Begin RECORDS FOR PROCESSING
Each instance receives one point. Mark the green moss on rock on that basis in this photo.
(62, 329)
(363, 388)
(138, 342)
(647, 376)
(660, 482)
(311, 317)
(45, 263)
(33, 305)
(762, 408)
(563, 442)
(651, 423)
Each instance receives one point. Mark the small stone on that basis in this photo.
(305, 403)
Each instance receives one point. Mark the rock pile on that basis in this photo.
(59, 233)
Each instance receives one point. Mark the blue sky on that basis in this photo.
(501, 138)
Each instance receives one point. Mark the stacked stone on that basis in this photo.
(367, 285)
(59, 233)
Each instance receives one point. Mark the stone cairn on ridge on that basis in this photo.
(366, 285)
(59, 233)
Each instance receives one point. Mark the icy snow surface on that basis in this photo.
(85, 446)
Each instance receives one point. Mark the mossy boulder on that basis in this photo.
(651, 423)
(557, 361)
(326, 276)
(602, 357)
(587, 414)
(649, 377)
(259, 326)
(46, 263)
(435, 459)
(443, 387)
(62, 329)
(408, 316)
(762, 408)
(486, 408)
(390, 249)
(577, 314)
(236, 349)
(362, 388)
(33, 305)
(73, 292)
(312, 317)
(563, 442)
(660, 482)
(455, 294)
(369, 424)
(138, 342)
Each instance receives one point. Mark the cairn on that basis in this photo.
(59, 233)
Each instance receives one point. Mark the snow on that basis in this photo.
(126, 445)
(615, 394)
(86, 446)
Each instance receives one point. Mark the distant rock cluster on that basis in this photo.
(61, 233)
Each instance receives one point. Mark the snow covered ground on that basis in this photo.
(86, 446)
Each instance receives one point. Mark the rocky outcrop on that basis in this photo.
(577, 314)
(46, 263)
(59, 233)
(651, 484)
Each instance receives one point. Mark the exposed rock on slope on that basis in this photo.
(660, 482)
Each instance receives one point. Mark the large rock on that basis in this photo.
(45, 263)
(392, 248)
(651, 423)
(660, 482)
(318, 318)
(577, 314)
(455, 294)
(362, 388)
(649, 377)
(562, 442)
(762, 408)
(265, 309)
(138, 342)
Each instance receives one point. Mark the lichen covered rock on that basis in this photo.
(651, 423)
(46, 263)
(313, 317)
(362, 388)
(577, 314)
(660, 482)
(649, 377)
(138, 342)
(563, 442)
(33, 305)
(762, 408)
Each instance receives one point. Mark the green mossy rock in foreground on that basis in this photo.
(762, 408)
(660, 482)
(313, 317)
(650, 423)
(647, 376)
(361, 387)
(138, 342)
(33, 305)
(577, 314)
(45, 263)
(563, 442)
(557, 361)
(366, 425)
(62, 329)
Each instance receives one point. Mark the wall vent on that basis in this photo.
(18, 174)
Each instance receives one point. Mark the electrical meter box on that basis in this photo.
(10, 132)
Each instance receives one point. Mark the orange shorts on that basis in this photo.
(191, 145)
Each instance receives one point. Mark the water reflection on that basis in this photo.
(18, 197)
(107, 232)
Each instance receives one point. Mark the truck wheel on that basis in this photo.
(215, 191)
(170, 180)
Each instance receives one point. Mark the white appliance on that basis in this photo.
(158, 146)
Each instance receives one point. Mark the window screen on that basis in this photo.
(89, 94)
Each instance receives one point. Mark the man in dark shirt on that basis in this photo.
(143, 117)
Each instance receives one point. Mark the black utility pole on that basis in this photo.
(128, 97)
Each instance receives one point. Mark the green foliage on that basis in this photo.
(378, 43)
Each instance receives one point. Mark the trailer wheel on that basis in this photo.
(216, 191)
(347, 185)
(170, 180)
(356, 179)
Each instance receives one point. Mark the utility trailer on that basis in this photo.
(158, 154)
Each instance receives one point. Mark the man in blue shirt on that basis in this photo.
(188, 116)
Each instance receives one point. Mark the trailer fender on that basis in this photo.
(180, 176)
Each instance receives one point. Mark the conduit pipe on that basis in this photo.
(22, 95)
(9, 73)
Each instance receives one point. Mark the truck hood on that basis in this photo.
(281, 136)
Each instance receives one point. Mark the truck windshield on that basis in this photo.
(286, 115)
End RECORDS FOR PROCESSING
TASK REQUIREMENTS
Quote each line above in full, word for word.

RESULT FOR THIS EXERCISE
Each instance receives one point. Mark the green moss on rock on that basis in this photo.
(62, 329)
(363, 388)
(138, 342)
(647, 376)
(660, 482)
(311, 317)
(45, 263)
(33, 305)
(762, 408)
(563, 442)
(651, 423)
Each instance receives one point. Mark the small stone on that basis in this photo.
(305, 403)
Each instance receives one point. Mark the rock pile on that basis in this photo.
(59, 233)
Each instance receives one point. Mark the blue sky on that basis in this photo.
(501, 138)
Each instance receives one point. Mark the stacked stone on that basis in this photo.
(367, 285)
(59, 233)
Each instance receives one point. Mark the stone cairn on ridge on that basis in this photo.
(366, 285)
(59, 233)
Each instance receives one point. Mark the icy snow surface on that basis in this photo.
(85, 446)
Each instance receives one point. Mark the mossy boulder on that basis in this photo.
(651, 423)
(557, 361)
(326, 276)
(602, 357)
(587, 414)
(649, 377)
(259, 326)
(46, 263)
(435, 459)
(443, 387)
(62, 329)
(408, 316)
(762, 408)
(486, 408)
(390, 249)
(577, 314)
(236, 349)
(362, 388)
(33, 305)
(73, 292)
(312, 317)
(563, 442)
(660, 482)
(455, 294)
(369, 424)
(138, 342)
Each instance receives one point. Mark the cairn on that basis in this photo.
(59, 233)
Each instance receives one point. Mark the snow on that basis in this photo.
(126, 445)
(615, 394)
(86, 446)
Each instance receives one point. Mark the distant rock cluster on that basis in this photo.
(61, 233)
Each instance receives one point. Mark the snow covered ground on that basis in this photo.
(86, 446)
Each instance receives one point. Mark the rocky outcrop on that basis in this photo.
(577, 314)
(46, 263)
(59, 233)
(651, 484)
Each instance receives one point. Mark the exposed rock on slope on that basis in this photo.
(660, 482)
Each instance receives one point. Mark the large rock on that basis in this photo.
(45, 263)
(392, 248)
(651, 423)
(660, 482)
(318, 318)
(577, 314)
(455, 294)
(362, 388)
(649, 377)
(562, 442)
(762, 408)
(265, 309)
(138, 342)
Each instance receives one point. Mark the lichen covered rock on that basis in this photo.
(651, 423)
(46, 263)
(313, 317)
(362, 388)
(577, 314)
(660, 482)
(649, 377)
(138, 342)
(563, 442)
(33, 305)
(762, 408)
Each instance receives one point. Mark the green mossy rock in foreground on that basis in this photo.
(762, 408)
(660, 482)
(313, 317)
(650, 423)
(647, 376)
(361, 387)
(138, 342)
(33, 305)
(577, 314)
(45, 263)
(563, 442)
(557, 361)
(366, 425)
(62, 329)
Each instance receives one point. Mark the wall vent on that basis in this photo.
(18, 174)
Each instance receives one point. Mark the electrical meter box on that basis in this photo.
(10, 132)
Each instance receives one point. Mark the orange shorts on that basis in this photo.
(191, 145)
Each instance receives one point. Mark the water reflection on that basis in this photo.
(18, 197)
(107, 232)
Each instance receives one point. Mark the truck wheel on that basis in this photo.
(215, 191)
(170, 180)
Each instance receives one point. Mark the white appliance on that basis in this photo.
(158, 146)
Each instance receives one point. Mark the window screen on that basis in this photo.
(89, 94)
Each instance receives one point. Mark the man in dark shirt on that basis in this photo.
(143, 117)
Each instance receives one point. Mark the black utility pole on that basis in this photo.
(128, 97)
Each instance receives one point. Mark the green foliage on that basis in this photo.
(378, 43)
Each instance receives one point. Mark the trailer wheel on that basis in this photo.
(216, 191)
(347, 185)
(170, 180)
(356, 179)
Each instance receives one point. Mark the utility trailer on that basis in this photo.
(158, 154)
Each instance receives one point. Mark the man in blue shirt on that basis in this photo.
(188, 116)
Each instance receives one point. Mark the trailer fender on that basis in this photo.
(180, 176)
Each instance receives one point. Mark the conduit pipe on that basis in this photo.
(22, 95)
(9, 73)
Each instance receives one point. Mark the truck hood on that basis in this photo.
(281, 136)
Each instance receives one point. Mark the truck windshield on that basis in this photo.
(286, 115)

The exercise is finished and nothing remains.